(Gegebener Textauszug):

:::::

Ein erster Einblick in die Pilsner Kühlkeller ist gleich in der Brauerei möglich. Martina Gillichora führt durch die unterirdischen Gewölbe, die verschachtelt sind wie in einem Labyrinth. Schummriges Licht erleuchtet die Gänge, Wassertropfen sammeln sich an Mauern und Decken, die Luft ist kühl und feucht. Am Ende unseres Weges gelangen wir in einen Schacht voll dunkler Eichenfässer. Hier lagert ungefiltertes Pilsner fünf Wochen lang nach traditioneller Art, allerdings nur in kleineren Mengen, die Besuchern zum Probierenangeboten werden.

Im Museum: frühere Mälzertrachten, antike Korkmaschinen, seltene Bierkrüge

Das echte Pilsner Bier – es ist also nichts als eine Variante des bayerischen Originals. Eine Einsicht, die frustriert. Wer trotzdem nicht allen Mut verloren hat, kann auf der nächsten Station noch tiefer in die Geschichte einsteigen: dem städtischen Brauereimuseum.

:::::

(Schriftliche Aufgabe 1): Wandle die Einträge in eine zweispaltige CSV-Datei mit den Spalten „text“ und „antwort“ um, wobei du am Anfang der Einträge beginnst und nach der Zeile mit „top-left (249, 62), bottom-right (314, 138)“ aufhörst. Lege für jeden Eintrag eine Zeile mit seinem Text und seiner Antwort an, setze jedes Feld in Anführungszeichen und ersetze Zeilenumbrüche durch Leerzeichen.

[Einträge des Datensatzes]
:::::

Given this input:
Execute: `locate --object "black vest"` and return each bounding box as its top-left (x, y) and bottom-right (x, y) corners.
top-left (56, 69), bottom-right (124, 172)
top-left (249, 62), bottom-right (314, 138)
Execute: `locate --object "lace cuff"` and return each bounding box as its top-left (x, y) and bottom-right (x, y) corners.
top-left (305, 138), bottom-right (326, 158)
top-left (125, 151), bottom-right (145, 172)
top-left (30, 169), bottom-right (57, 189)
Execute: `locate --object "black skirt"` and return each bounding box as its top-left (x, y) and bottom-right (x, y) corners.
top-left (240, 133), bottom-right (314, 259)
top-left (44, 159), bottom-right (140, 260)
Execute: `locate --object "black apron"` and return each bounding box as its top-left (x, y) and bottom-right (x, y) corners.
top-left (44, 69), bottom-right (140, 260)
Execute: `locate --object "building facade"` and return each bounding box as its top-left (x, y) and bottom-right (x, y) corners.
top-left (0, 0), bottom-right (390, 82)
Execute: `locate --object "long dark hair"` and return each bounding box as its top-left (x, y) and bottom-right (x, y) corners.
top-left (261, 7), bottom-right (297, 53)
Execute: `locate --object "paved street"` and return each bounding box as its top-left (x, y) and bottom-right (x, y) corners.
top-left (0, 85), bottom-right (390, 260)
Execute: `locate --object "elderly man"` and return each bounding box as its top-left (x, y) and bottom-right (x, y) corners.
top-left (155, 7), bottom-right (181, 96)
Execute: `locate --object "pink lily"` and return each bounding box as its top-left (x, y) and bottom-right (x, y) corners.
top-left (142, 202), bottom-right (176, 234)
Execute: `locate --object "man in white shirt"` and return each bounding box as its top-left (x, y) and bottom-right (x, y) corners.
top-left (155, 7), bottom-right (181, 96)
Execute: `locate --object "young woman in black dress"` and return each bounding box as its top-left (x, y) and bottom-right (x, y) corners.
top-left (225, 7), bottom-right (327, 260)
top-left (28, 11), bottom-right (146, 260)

:::::

(Schriftliche Aufgabe 2): Wie lange lagert das ungefilterte Pilsner laut dem Textauszug in den Eichenfässern?

(Richtiges Ergebnis 1):
text,antwort
"Given this input: Execute: `locate --object ""black vest""` and return each bounding box as its top-left (x, y) and bottom-right (x, y) corners.","top-left (56, 69), bottom-right (124, 172) top-left (249, 62), bottom-right (314, 138)"

(Richtiges Ergebnis 2): Fünf Wochen lang.